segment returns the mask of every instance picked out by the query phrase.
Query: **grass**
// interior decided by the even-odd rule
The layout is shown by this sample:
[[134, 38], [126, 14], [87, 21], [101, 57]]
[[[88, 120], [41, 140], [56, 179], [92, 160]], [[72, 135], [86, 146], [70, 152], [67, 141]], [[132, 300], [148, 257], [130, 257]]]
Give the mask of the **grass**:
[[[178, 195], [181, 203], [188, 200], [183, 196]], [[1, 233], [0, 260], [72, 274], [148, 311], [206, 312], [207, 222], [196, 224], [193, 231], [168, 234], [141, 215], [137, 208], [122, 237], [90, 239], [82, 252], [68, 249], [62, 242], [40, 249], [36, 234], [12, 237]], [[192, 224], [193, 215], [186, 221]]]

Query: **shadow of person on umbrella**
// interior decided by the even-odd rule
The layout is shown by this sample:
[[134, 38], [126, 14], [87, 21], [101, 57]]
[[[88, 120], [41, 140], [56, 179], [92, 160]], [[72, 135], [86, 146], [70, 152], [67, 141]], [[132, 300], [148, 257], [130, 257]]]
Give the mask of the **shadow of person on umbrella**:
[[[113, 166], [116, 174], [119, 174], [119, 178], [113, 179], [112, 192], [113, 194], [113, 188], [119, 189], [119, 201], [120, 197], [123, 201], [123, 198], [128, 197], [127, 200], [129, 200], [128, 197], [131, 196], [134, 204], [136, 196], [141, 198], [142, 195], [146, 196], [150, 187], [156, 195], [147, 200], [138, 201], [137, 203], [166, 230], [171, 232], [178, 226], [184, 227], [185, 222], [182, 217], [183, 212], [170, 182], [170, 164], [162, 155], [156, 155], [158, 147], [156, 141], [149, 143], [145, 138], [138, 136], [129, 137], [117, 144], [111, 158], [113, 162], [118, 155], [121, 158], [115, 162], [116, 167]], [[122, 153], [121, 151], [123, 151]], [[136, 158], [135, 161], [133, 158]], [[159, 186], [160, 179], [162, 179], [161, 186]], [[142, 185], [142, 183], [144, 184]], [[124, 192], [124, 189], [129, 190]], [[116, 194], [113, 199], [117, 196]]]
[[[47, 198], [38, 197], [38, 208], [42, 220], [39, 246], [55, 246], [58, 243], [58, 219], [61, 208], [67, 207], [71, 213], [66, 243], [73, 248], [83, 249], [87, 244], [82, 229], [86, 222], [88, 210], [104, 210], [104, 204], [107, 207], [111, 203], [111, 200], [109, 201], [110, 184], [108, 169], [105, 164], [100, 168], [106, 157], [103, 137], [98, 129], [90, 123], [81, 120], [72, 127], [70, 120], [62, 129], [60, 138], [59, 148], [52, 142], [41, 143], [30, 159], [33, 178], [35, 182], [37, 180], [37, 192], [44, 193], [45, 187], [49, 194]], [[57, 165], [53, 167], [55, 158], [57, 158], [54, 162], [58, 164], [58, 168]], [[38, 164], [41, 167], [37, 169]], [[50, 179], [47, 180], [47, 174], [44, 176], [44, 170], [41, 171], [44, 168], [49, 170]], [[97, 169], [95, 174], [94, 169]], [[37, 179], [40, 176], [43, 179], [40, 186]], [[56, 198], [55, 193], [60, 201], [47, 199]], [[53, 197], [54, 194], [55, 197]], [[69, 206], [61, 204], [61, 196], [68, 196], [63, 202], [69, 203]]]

......

**Task instructions:** Reproduce the records from their start through the line containing "215], [186, 221]]]", requests included, shifting every coordinate in the answers by adding 6 and leaving all other numbers as they are.

**Task answer:**
segment returns the mask of every instance picked out by the query phrase.
Query: **grass**
// interior decided by the even-odd rule
The layout is shown by this sample:
[[134, 38], [126, 14], [87, 21], [101, 57]]
[[[88, 120], [41, 140], [56, 179], [92, 160]], [[72, 135], [86, 146], [70, 152], [67, 141]], [[132, 300], [148, 257], [130, 257]]]
Give the mask of the **grass**:
[[[184, 201], [187, 209], [194, 206], [189, 202]], [[7, 239], [6, 266], [78, 280], [154, 317], [212, 318], [213, 228], [202, 230], [199, 237], [174, 240], [147, 221], [143, 214], [128, 243], [96, 245], [88, 258], [74, 255], [68, 248], [46, 255], [42, 240], [18, 243]], [[198, 230], [199, 221], [192, 227]]]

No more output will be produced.